[OBJECTIVE]:
Repeat, line for line, the entries printed below.

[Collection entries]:

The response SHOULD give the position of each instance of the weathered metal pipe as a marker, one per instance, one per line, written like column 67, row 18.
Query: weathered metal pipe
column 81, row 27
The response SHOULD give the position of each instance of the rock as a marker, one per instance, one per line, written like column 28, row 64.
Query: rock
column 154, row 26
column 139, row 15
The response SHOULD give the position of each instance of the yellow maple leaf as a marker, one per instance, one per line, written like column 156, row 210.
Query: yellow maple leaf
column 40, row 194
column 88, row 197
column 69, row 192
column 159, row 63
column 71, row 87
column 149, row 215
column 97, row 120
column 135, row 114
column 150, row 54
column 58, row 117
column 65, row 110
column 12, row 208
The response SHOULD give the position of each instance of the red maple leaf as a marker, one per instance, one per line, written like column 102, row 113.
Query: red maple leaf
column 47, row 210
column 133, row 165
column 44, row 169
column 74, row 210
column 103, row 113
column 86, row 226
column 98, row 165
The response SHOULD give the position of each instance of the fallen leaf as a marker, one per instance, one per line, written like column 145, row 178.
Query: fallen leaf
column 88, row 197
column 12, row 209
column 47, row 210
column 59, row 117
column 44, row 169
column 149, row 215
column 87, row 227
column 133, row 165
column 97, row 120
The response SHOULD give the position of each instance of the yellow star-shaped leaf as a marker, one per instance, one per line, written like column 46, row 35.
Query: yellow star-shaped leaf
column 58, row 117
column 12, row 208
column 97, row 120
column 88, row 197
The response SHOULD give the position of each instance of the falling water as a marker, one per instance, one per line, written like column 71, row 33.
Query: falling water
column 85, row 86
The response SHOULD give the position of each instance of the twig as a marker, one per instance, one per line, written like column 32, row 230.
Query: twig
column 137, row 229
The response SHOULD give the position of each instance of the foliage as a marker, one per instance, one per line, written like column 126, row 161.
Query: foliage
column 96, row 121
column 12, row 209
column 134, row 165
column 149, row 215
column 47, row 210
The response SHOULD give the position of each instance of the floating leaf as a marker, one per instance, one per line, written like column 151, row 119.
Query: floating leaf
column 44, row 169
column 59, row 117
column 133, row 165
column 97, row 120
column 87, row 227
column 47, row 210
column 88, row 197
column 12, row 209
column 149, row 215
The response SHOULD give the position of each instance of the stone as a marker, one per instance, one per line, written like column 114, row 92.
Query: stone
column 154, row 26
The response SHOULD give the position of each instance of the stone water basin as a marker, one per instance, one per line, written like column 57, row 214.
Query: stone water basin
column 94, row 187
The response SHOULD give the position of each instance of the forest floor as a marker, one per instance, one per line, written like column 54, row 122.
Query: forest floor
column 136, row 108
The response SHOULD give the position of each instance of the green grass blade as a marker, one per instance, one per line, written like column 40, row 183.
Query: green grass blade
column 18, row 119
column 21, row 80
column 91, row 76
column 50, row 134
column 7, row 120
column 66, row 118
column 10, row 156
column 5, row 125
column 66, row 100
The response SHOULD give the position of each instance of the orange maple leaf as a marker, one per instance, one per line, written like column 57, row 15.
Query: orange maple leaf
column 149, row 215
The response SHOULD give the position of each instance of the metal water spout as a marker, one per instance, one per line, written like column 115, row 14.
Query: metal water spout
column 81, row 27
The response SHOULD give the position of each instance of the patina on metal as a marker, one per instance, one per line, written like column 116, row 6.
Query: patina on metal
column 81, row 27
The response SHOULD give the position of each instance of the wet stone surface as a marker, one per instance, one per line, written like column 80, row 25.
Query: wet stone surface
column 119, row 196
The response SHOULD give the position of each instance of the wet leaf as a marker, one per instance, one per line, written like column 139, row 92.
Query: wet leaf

[THE COMPLETED TASK]:
The response SHOULD give the position of each instance of the weathered metal pipe as a marker, one per instance, one per line, written like column 67, row 18.
Query: weathered metal pipe
column 81, row 27
The response SHOULD give the position of each instance of the rock as a marker, one per instance, one per line, written like column 28, row 64.
Query: rock
column 154, row 26
column 139, row 15
The response SHOULD give the position of each instance of the yellow maple leaf as a marker, one per instance, one per line, written like column 156, row 210.
Query: yellow maple leaf
column 40, row 194
column 88, row 197
column 69, row 192
column 159, row 63
column 71, row 87
column 149, row 215
column 97, row 120
column 135, row 114
column 150, row 54
column 58, row 117
column 65, row 110
column 12, row 208
The response SHOULD give the position of each instance of the red maple leaf as a marker, one per instance, one per line, written like column 102, row 113.
Query: red maple leaf
column 47, row 210
column 133, row 165
column 44, row 169
column 74, row 210
column 103, row 113
column 86, row 226
column 98, row 165
The response SHOULD give the position of each instance of the fallen leaf as a marker, one per instance, one per line, written like column 145, row 178.
Query: fallen leaf
column 88, row 197
column 12, row 209
column 47, row 210
column 59, row 117
column 44, row 169
column 149, row 215
column 87, row 227
column 133, row 165
column 97, row 120
The response SHOULD give the position of each instance of the yellow star-shaped leaf as a marker, one per instance, one per line, written like column 46, row 35.
Query: yellow star-shaped leaf
column 58, row 117
column 12, row 208
column 97, row 120
column 88, row 197
The response SHOULD give the position of each instance of the falling water as a marker, one per instance, one per line, written like column 71, row 33.
Query: falling water
column 85, row 86
The response SHOULD give the position of each instance of the twig as a marker, one per instance, one per line, written like column 32, row 230.
Query: twig
column 137, row 229
The response SHOULD give the position of each instance of the foliage as a marker, one per instance, one per line, written like column 126, row 161.
Query: foliage
column 96, row 121
column 12, row 209
column 134, row 165
column 149, row 215
column 47, row 210
The response SHOULD give the position of each instance of the floating leaf as a marker, one per instance, one per line, written like column 151, row 119.
Query: floating leaf
column 44, row 169
column 59, row 117
column 133, row 165
column 97, row 120
column 87, row 227
column 47, row 210
column 88, row 197
column 12, row 209
column 149, row 215
The response SHOULD give the position of each instance of the stone as a marker, one per instance, one per line, written like column 114, row 92.
Query: stone
column 154, row 26
The response SHOULD give the position of each instance of the stone water basin as a marker, one per instance, one per line, written like column 57, row 214.
Query: stone water basin
column 94, row 187
The response SHOULD give the position of each instance of the forest floor as a marker, one per instance, one per line, written like column 54, row 122.
Query: forest floor
column 136, row 108
The response SHOULD give the position of each instance of the green grass blade as a marker, one per instance, one per line, written like column 40, row 183.
Query: green grass blade
column 18, row 119
column 21, row 80
column 91, row 76
column 50, row 134
column 7, row 120
column 66, row 118
column 10, row 156
column 5, row 125
column 66, row 100
The response SHOULD give the position of each instance of the orange maple leaf as a marker, one per instance, one per line, written like column 57, row 15.
Query: orange maple leaf
column 149, row 215
The response SHOULD give the position of each instance of the metal water spout as a marker, one per instance, one per line, written like column 115, row 14.
Query: metal water spout
column 81, row 27
The response SHOULD give the position of each instance of the patina on metal as a marker, one per instance, one per line, written like column 116, row 6.
Query: patina on metal
column 81, row 27
The response SHOULD give the position of each instance of the wet stone surface as a marker, one per instance, one per line, written like column 80, row 25.
Query: wet stone surface
column 119, row 196
The response SHOULD give the position of each instance of the wet leaf as a marker, one per instance, one per line, written like column 139, row 92.
Query: wet leaf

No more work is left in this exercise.